3
votes

This is a conceptual question about working with time series of various lengths in a deep learning context:

I have observations of standardized features that occur at irregular intervals which include a time based feature in every individual measurement. I then flatten this multivariate time series (panel data) to a single continuous feature vector for each time series. I then build a deep neural network for a binary classification task on these vectors which now look like this:

xxxx(T=2)xxxx(T=4)xxxx(T=5)
xxxx(T=1)xxxx(T=2)
xxxx(T=3)
xxxx(T=1)xxxx(T=2)xxxx(T=3)xxxx(T=5)

And are then end padded with zeros to be the same length.

Each "xxxxT" represents an observation where "x"'s are non-temporal features and "T" is a time based feature. My question is whether it can be assumed that the neural network will be able to discriminate the irregular nature of this time series on its own?

###

◆ **Aim 1**
From the post about irregular time series, write out everything from "This is a conceptual" down to "xxxx(T=1)xxxx(T=2)xxxx(T=3)xxxx(T=5)".
◆ **Aim 2**
Continue the post about irregular time series from where it stops.

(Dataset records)

###

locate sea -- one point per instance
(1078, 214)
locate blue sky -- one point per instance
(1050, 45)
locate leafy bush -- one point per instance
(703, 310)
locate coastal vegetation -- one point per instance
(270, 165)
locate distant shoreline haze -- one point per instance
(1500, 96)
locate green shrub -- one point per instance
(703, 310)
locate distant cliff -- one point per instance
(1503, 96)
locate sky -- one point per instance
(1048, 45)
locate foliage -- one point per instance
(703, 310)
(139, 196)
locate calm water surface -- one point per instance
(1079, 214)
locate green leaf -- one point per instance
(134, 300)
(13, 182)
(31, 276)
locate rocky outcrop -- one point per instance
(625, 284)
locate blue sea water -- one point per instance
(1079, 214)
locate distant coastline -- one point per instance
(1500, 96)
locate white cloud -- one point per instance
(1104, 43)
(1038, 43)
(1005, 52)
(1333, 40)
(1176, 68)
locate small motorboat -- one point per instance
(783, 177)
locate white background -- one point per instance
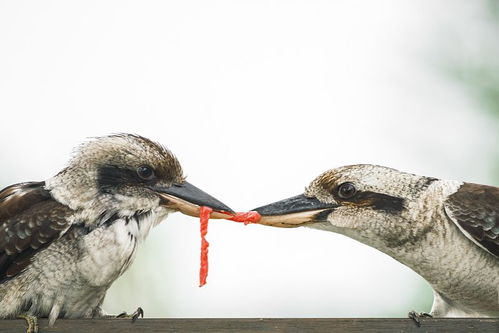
(256, 98)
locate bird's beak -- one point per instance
(294, 212)
(187, 199)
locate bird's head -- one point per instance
(366, 202)
(127, 174)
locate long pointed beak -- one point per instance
(294, 212)
(187, 199)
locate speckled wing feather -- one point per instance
(475, 210)
(30, 219)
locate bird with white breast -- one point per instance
(63, 242)
(446, 231)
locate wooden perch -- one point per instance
(335, 325)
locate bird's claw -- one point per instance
(134, 316)
(416, 316)
(32, 322)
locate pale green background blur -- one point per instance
(256, 98)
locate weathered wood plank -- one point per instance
(336, 325)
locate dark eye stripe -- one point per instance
(110, 176)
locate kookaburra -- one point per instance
(446, 231)
(65, 240)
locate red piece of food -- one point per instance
(204, 217)
(246, 217)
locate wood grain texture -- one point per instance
(336, 325)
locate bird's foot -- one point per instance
(32, 322)
(134, 316)
(416, 316)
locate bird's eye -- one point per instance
(145, 172)
(346, 190)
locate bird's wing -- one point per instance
(30, 219)
(475, 210)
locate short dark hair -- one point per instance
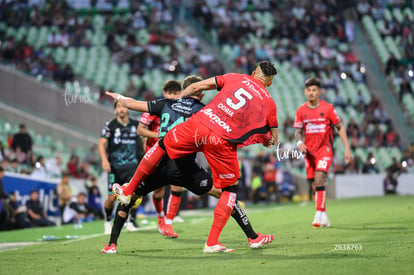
(190, 80)
(312, 81)
(267, 68)
(172, 85)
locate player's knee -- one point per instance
(175, 193)
(178, 189)
(232, 189)
(159, 193)
(161, 144)
(122, 211)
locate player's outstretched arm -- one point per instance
(274, 132)
(145, 132)
(198, 87)
(130, 103)
(344, 138)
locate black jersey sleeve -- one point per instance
(155, 106)
(106, 130)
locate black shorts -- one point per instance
(183, 172)
(120, 175)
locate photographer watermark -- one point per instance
(347, 247)
(287, 154)
(77, 97)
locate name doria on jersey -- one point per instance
(182, 109)
(216, 119)
(315, 128)
(225, 109)
(252, 86)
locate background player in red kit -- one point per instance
(149, 126)
(242, 108)
(314, 121)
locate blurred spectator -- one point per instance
(381, 116)
(5, 211)
(392, 138)
(392, 64)
(363, 8)
(269, 177)
(13, 166)
(256, 190)
(339, 101)
(360, 102)
(52, 39)
(377, 11)
(64, 192)
(40, 170)
(54, 166)
(2, 155)
(405, 88)
(390, 184)
(19, 218)
(78, 211)
(35, 211)
(354, 165)
(92, 156)
(22, 142)
(72, 166)
(3, 194)
(370, 165)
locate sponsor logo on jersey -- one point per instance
(232, 200)
(251, 86)
(204, 183)
(181, 108)
(227, 176)
(315, 128)
(117, 136)
(225, 109)
(216, 119)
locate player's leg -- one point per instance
(121, 215)
(311, 191)
(173, 205)
(320, 200)
(109, 204)
(322, 163)
(256, 240)
(222, 213)
(157, 199)
(146, 167)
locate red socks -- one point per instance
(158, 204)
(320, 200)
(173, 206)
(148, 165)
(222, 214)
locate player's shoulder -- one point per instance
(111, 123)
(325, 104)
(133, 121)
(302, 107)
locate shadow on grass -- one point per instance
(370, 228)
(197, 254)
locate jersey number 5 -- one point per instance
(240, 94)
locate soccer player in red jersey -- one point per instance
(242, 108)
(314, 121)
(149, 126)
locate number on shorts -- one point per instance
(322, 164)
(240, 94)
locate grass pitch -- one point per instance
(368, 236)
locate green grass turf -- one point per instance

###

◆ **Right answer 1**
This is a conceptual question about working with time series of various lengths in a deep learning context:

I have observations of standardized features that occur at irregular intervals which include a time based feature in every individual measurement. I then flatten this multivariate time series (panel data) to a single continuous feature vector for each time series. I then build a deep neural network for a binary classification task on these vectors which now look like this:

xxxx(T=2)xxxx(T=4)xxxx(T=5)
xxxx(T=1)xxxx(T=2)
xxxx(T=3)
xxxx(T=1)xxxx(T=2)xxxx(T=3)xxxx(T=5)

◆ **Right answer 2**
Or should I really pad the intermittent non-occurring observations to look something like this (where the "0000" represent padding the missing observations)?

0000(T=1)xxxx(T=2)0000(T=3)xxxx(T=4)xxxx(T=5)
xxxx(T=1)xxxx(T=2)0000(T=3)0000(T=4)0000(T=5)
0000(T=1)0000(T=2)xxxx(T=3)0000(T=4)0000(T=5)
xxxx(T=1)xxxx(T=2)xxxx(T=3)0000(T=4)xxxx(T=5)

I have actually done this already and examined the results of both approaches. I just wanted to see if anyone could shed some light on how a deep neural network "interprets" this?

1

1 Answers

2
votes

If you are using a recurrent net, I don't think it's a good idea to pad inside the sequence. Given the weights are reused across time, it should be "sensitive" to "real" data, not padding.

With end-of-sequence padding, we get around this "fake data" by passing the sequence lengths to the recurrent function, such as with TensorFlow's tf.nn.dynamic_rnn method which has "sequence_length" argument. This way the last "real" hidden state of the sequence is copied through time.

If you insist on intra-padding, you would need an implementation that copies hidden states within a sequence as with end-of-sequence padding.

Right?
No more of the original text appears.